§ REQUIRED WORK:
Lay out the items below as a two-column CSV with the header input,output and one row per item. Put each item's text under input and its answer under output, each in a single quoted field with line breaks replaced by spaces.

:::::

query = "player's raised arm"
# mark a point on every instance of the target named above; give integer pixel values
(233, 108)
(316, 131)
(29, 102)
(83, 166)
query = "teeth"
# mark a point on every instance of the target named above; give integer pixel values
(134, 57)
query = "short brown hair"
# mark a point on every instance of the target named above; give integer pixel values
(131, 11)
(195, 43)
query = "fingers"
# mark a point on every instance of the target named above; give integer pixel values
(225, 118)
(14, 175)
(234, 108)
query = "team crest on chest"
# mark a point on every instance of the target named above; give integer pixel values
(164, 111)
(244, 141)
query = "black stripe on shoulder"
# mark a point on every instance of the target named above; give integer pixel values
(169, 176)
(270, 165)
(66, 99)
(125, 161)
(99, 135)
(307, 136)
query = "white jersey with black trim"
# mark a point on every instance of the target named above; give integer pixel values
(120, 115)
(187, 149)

:::::

§ TASK OUTPUT:
input,output
"query = ""player's raised arm"" # mark a point on every instance of the target named above; give integer pixel values","(233, 108) (316, 131) (29, 102) (83, 166)"
"query = ""teeth"" # mark a point on every instance of the target named above; give integer pixel values","(134, 57)"
"query = ""short brown hair"" # mark a point on every instance of the target named above; give integer pixel values","(131, 11) (195, 43)"
"query = ""fingers"" # mark a point on every instance of the target named above; give integer pixel values","(225, 118) (14, 175) (234, 108)"
"query = ""team crest on chest"" # mark a point on every instance of the target named above; give integer pixel values","(164, 111) (244, 141)"
"query = ""black stripe on shoulder"" # mark a point on every instance of the target named above; give integer pixel values","(169, 176) (270, 165) (66, 99) (125, 161) (99, 135) (307, 136)"
"query = ""white jersey with black trim"" # mark a point on every instance of the target named above; give integer pixel values","(120, 115) (187, 149)"